◆ **Trecho exibido**
■ ■ ■ ■

Os economistas emburreceram?
Por que tantos economistas defendem sistemas que destroem os próprios fundamentos do livre mercado? Este artigo confronta o silêncio — e a rendição — do pensamento econômico diante do avanço do globalismo e do totalitarismo.
PHD Bertoncello
4/4/20257 min ler


Introdução
Desde que Donald Trump anunciou uma nova rodada de aumentos tarifários contra países como China, México, Canadá e União Europeia, diversos economistas reagiram com severas críticas. Para muitos, trata-se de um retorno ao protecionismo, um erro estratégico que contradiz os fundamentos do livre-comércio, especialmente aqueles delineados por David Ricardo no século XIX, segundo os quais as nações se beneficiam ao se especializarem com base em suas vantagens comparativas (RICARDO, 1817). Contudo, essas críticas partem do pressuposto de que as condições do comércio internacional permanecem simétricas, transparentes e livres de intervenções — o que, na realidade contemporânea, está longe de ser verdade.
A defesa incondicional das trocas voluntárias ignora que, há muito tempo, os mercados deixaram de ser arenas puramente espontâneas e livres de interferências estatais. Mesmo autores clássicos como Adam Smith e Ludwig von Mises já destacavam que a liberdade de mercado depende da existência de normas estáveis, respeito à propriedade e ausência de coerção (SMITH, 1776; MISES, 1949). No cenário atual, entretanto, práticas como dumping, manipulação cambial, espionagem industrial e subsídios ocultos distorcem continuamente os incentivos. Como já advertia Friedrich Hayek, a ordem espontânea do mercado exige um ambiente institucional que garanta a concorrência leal e a descentralização de informações (HAYEK, 1944). Sem isso, a “mão invisível” é substituída por articulações políticas que beneficiam interesses concentrados, muitas vezes sob aparência de neutralidade econômica.
Aceitar esse estado de coisas sem reação seria, no caso dos Estados Unidos, comprometer irreversivelmente sua autonomia produtiva e sua capacidade de competir em setores estratégicos. A continuidade de um modelo baseado apenas na liberalização irrestrita, sem considerar o realismo geoeconômico, levaria o país a uma posição de dependência crítica frente a potências rivais. Michael Porter argumenta que a competitividade de uma nação não é apenas resultado de fatores naturais, mas da capacidade de estruturar políticas que sustentem sua inovação, produtividade e adaptação tecnológica (PORTER, 1990). Nesse sentido, as tarifas e medidas corretivas propostas por Trump não devem ser vistas como ataques irracionais à teoria econômica, mas como tentativas de reconstruir uma base produtiva nacional diante de uma ordem internacional profundamente assimétrica.

■ ■ ■ ■

◆ **Dados brutos**

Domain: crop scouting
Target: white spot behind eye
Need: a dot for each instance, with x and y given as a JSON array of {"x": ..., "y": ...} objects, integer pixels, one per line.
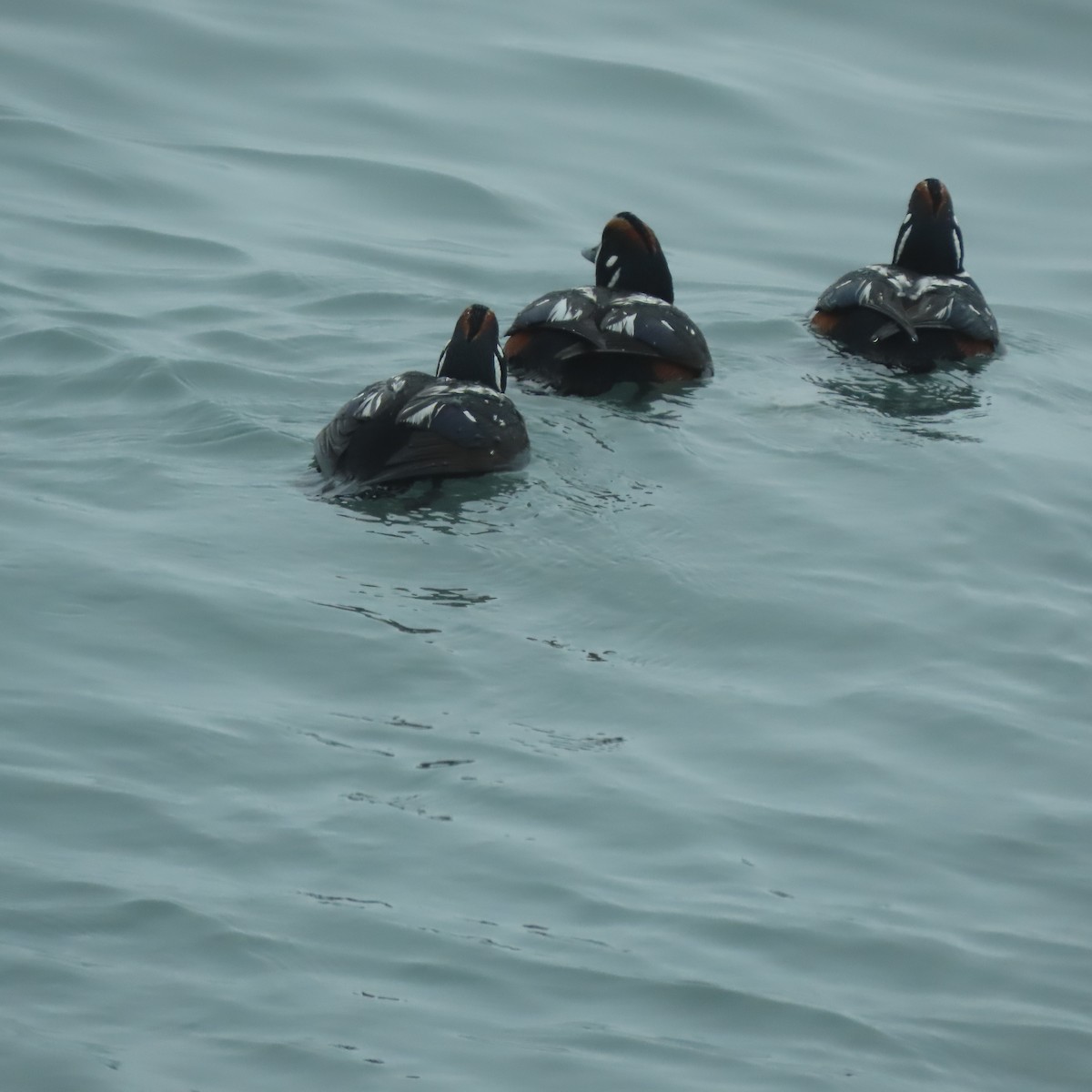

■ ■ ■ ■

◆ **Tarefa proposta 1**
Devolva, sem mudar nada, a parte do texto sobre tarifas que vai de "A defesa incondicional" até "de neutralidade econômica.", incluindo esse final.
◆ **Tarefa proposta 2**
Segundo o texto sobre tarifas, por que as críticas dos economistas às tarifas de Trump partem de uma base falha? Responda em até três frases.

◆ **Solução completa 1**
A defesa incondicional das trocas voluntárias ignora que, há muito tempo, os mercados deixaram de ser arenas puramente espontâneas e livres de interferências estatais. Mesmo autores clássicos como Adam Smith e Ludwig von Mises já destacavam que a liberdade de mercado depende da existência de normas estáveis, respeito à propriedade e ausência de coerção (SMITH, 1776; MISES, 1949). No cenário atual, entretanto, práticas como dumping, manipulação cambial, espionagem industrial e subsídios ocultos distorcem continuamente os incentivos. Como já advertia Friedrich Hayek, a ordem espontânea do mercado exige um ambiente institucional que garanta a concorrência leal e a descentralização de informações (HAYEK, 1944). Sem isso, a “mão invisível” é substituída por articulações políticas que beneficiam interesses concentrados, muitas vezes sob aparência de neutralidade econômica.

◆ **Solução completa 2**
Essas críticas supõem que o comércio internacional continua simétrico, transparente e livre de intervenções, e hoje isso está longe de ser verdade. Práticas como dumping, manipulação cambial, espionagem industrial e subsídios ocultos distorcem continuamente os incentivos.